>>>
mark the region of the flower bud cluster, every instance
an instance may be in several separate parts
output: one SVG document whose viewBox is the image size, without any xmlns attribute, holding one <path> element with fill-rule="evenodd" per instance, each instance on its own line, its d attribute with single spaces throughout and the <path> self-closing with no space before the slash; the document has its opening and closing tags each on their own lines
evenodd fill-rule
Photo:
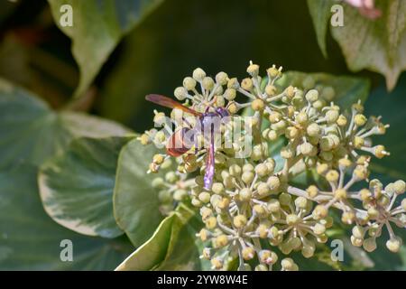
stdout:
<svg viewBox="0 0 406 289">
<path fill-rule="evenodd" d="M 240 81 L 225 72 L 211 78 L 196 69 L 175 89 L 178 100 L 200 113 L 224 107 L 244 120 L 242 116 L 251 111 L 251 130 L 242 138 L 254 143 L 249 155 L 236 157 L 240 144 L 224 145 L 235 121 L 222 124 L 221 134 L 215 135 L 219 142 L 210 188 L 204 182 L 208 149 L 199 142 L 176 157 L 176 170 L 168 164 L 168 152 L 154 155 L 149 172 L 169 171 L 152 183 L 160 191 L 162 212 L 178 202 L 198 210 L 204 228 L 197 235 L 206 246 L 201 257 L 217 270 L 234 260 L 239 270 L 298 270 L 291 253 L 314 256 L 318 244 L 328 241 L 333 211 L 340 212 L 341 223 L 353 226 L 354 246 L 374 250 L 385 227 L 386 247 L 399 251 L 401 239 L 392 224 L 406 226 L 406 200 L 400 200 L 405 182 L 383 187 L 369 180 L 372 158 L 389 155 L 383 145 L 373 144 L 371 136 L 383 135 L 389 126 L 380 117 L 366 117 L 360 101 L 343 110 L 334 102 L 334 88 L 316 85 L 311 77 L 300 88 L 281 88 L 281 67 L 273 65 L 261 77 L 259 66 L 250 62 L 247 73 Z M 165 148 L 173 132 L 196 126 L 188 113 L 179 117 L 176 111 L 171 114 L 174 129 L 149 130 L 140 142 Z M 164 116 L 155 111 L 155 127 L 164 123 Z M 270 145 L 281 139 L 283 147 L 271 156 Z M 304 172 L 319 181 L 295 186 L 295 177 Z"/>
</svg>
<<<
TASK DETAILS - Render every line of the entries above as a Markdown table with the columns "Row" and "Line," numbering each non-blank line in order and omitting the pictures.

SOLUTION TO THE PROBLEM -
| Row | Line |
|---|---|
| 1 | mark the region of the flower bud cluster, every instance |
| 2 | an instance may be in several separate parts |
| 3 | output: one SVG document whose viewBox is the image size, without any xmlns attribute, holding one <path> element with fill-rule="evenodd" per instance, each instance on its own line, its d attribute with single spaces throughout and the <path> self-closing with no space before the slash; the document has its opening and closing tags each on their own lines |
| 4 | evenodd fill-rule |
| 5 | Photo: |
| 6 | stdout: |
| 7 | <svg viewBox="0 0 406 289"> |
| 8 | <path fill-rule="evenodd" d="M 240 81 L 225 72 L 211 78 L 196 69 L 175 89 L 178 100 L 200 113 L 224 107 L 244 120 L 242 116 L 251 111 L 251 130 L 242 138 L 254 143 L 249 155 L 236 157 L 240 144 L 224 145 L 235 121 L 222 124 L 221 134 L 215 135 L 219 142 L 210 188 L 204 182 L 208 149 L 199 142 L 176 157 L 176 170 L 168 164 L 168 152 L 154 155 L 149 172 L 169 171 L 152 183 L 160 191 L 162 212 L 178 202 L 198 210 L 204 228 L 197 235 L 206 246 L 201 257 L 217 270 L 234 260 L 239 270 L 298 270 L 291 253 L 314 256 L 318 244 L 328 241 L 333 211 L 340 212 L 341 223 L 353 226 L 354 246 L 374 250 L 385 227 L 386 247 L 399 251 L 401 239 L 392 224 L 406 226 L 406 200 L 400 200 L 405 182 L 383 187 L 369 180 L 372 158 L 389 155 L 383 145 L 373 144 L 371 136 L 383 135 L 389 126 L 380 117 L 366 117 L 360 101 L 343 110 L 334 102 L 334 88 L 316 85 L 311 77 L 300 88 L 281 88 L 281 67 L 273 65 L 261 77 L 259 66 L 250 62 L 247 73 Z M 165 148 L 173 132 L 196 126 L 188 113 L 179 117 L 176 111 L 171 114 L 174 129 L 149 130 L 140 142 Z M 164 116 L 155 111 L 155 127 L 164 123 Z M 270 145 L 281 139 L 283 147 L 271 156 Z M 304 172 L 319 181 L 295 186 L 295 177 Z"/> |
| 9 | </svg> |